**Requirements**
Locate every line in the items below that contains the string "debris" and copy each such line in full.

----- Information shown

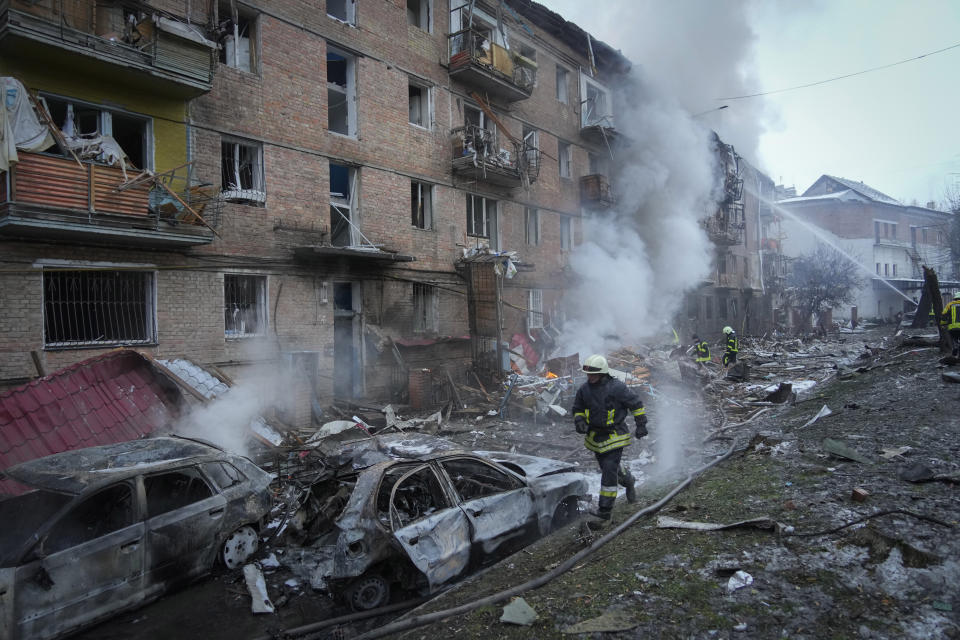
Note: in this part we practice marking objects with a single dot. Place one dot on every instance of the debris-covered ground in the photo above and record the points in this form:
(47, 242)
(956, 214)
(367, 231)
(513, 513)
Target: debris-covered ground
(859, 514)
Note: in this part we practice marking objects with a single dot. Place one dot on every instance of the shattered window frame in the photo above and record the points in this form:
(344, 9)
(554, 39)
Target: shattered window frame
(132, 131)
(244, 305)
(99, 307)
(531, 226)
(425, 308)
(566, 233)
(564, 159)
(535, 309)
(420, 104)
(563, 85)
(243, 56)
(341, 91)
(421, 205)
(241, 171)
(420, 14)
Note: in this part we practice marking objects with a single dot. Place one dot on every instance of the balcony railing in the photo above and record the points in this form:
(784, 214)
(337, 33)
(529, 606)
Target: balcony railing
(595, 191)
(50, 197)
(723, 232)
(173, 52)
(477, 155)
(477, 60)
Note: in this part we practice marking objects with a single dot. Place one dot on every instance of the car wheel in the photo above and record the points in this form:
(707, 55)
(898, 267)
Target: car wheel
(368, 592)
(565, 513)
(239, 546)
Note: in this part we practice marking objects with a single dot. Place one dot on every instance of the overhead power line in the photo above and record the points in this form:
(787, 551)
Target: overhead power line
(849, 75)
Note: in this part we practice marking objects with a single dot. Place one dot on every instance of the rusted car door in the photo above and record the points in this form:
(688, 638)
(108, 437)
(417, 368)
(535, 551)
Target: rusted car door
(433, 532)
(499, 505)
(184, 521)
(90, 564)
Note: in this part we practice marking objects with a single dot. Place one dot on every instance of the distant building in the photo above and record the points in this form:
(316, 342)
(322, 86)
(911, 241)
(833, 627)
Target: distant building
(891, 241)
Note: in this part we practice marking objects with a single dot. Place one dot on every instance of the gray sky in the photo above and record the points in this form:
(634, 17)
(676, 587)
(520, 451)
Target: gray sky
(896, 129)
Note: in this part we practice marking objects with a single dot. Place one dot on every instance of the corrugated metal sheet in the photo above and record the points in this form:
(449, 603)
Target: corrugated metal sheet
(115, 397)
(183, 57)
(51, 181)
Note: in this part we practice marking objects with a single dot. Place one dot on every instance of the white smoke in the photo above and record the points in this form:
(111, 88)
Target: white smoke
(637, 261)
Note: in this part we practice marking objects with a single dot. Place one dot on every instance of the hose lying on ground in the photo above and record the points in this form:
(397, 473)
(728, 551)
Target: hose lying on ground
(563, 567)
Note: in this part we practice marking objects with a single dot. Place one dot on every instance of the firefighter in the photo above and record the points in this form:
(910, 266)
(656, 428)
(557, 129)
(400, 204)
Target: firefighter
(600, 411)
(701, 349)
(950, 318)
(732, 347)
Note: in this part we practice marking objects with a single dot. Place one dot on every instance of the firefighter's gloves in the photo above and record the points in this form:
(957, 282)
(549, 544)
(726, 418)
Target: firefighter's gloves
(580, 424)
(641, 425)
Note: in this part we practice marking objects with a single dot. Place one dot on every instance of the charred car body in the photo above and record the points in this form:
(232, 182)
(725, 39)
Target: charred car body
(109, 528)
(413, 510)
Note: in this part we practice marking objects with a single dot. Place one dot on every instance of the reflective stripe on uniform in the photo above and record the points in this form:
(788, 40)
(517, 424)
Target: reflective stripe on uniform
(609, 492)
(612, 441)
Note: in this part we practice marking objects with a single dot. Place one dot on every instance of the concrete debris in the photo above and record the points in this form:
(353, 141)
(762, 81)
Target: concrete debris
(257, 586)
(519, 612)
(841, 450)
(609, 622)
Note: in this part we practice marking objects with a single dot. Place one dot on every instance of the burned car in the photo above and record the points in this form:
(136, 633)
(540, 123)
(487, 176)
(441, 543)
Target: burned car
(111, 527)
(411, 510)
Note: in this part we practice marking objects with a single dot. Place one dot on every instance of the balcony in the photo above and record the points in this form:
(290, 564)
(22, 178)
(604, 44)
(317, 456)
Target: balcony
(595, 192)
(156, 51)
(478, 157)
(722, 232)
(51, 198)
(477, 61)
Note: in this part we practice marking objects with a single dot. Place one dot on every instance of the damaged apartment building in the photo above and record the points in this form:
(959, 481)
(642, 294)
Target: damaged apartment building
(348, 190)
(745, 287)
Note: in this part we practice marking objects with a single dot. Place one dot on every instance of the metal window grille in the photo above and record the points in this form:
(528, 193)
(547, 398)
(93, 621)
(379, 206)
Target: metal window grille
(244, 307)
(90, 307)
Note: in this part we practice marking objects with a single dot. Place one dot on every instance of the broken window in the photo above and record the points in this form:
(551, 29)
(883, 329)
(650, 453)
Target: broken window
(244, 305)
(95, 133)
(341, 91)
(342, 190)
(595, 110)
(482, 218)
(93, 307)
(241, 172)
(566, 232)
(419, 105)
(563, 158)
(406, 495)
(342, 10)
(418, 14)
(238, 42)
(169, 491)
(223, 474)
(421, 205)
(535, 309)
(475, 479)
(562, 81)
(102, 513)
(531, 226)
(425, 313)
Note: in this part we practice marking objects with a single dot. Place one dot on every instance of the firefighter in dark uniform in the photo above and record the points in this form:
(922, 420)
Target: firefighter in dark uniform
(701, 349)
(950, 318)
(600, 411)
(732, 347)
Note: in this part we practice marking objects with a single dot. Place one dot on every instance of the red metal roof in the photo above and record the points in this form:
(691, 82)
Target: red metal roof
(114, 397)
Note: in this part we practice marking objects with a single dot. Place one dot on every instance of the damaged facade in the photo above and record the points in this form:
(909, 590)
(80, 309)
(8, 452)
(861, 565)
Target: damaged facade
(244, 185)
(745, 286)
(890, 240)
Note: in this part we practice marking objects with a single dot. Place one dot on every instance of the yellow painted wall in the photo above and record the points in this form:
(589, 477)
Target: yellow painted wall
(84, 78)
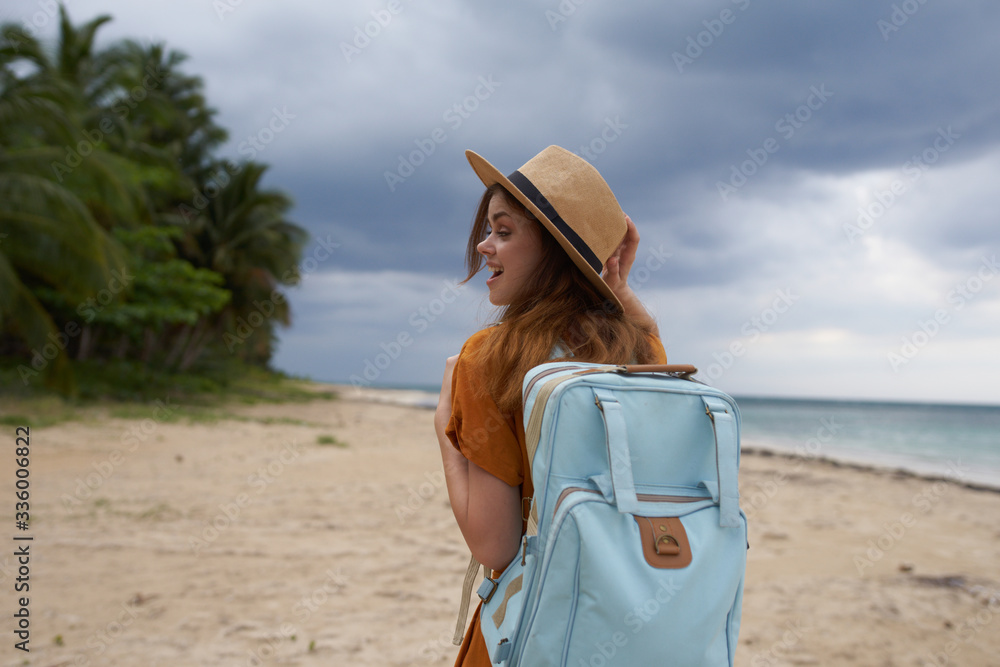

----------

**The result**
Note: in this part we practice marking objects with a single dot. Place one dot on every instance of the debris-covered ground in the photo above and record the points in this form:
Target: debris-covered ground
Note: in this part we practice marking objects with a single dot. Place one dot on every instance of the concrete debris in the photo above and record the points in this form:
Target: concrete debris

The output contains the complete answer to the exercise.